┌────────

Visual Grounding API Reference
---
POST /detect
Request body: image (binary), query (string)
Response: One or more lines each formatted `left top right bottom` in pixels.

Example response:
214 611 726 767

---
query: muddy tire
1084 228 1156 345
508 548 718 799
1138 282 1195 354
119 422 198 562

└────────

## To be done
Copy out every line of the records above, requests included, rescaling each bounding-box coordinate in the answers by a factor of 1.85 and rounding to whole numbers, with halves rounded up. Leave all other numbers unchanged.

## Exercise response
Visual Grounding API Reference
---
POST /detect
Request body: image (binary), query (string)
Response: One or more lines each formatted `left top right bottom` in pixels.

Example response:
214 611 726 767

---
query: muddy tire
2005 422 2139 638
940 1014 1328 1478
2105 522 2211 655
220 781 366 1040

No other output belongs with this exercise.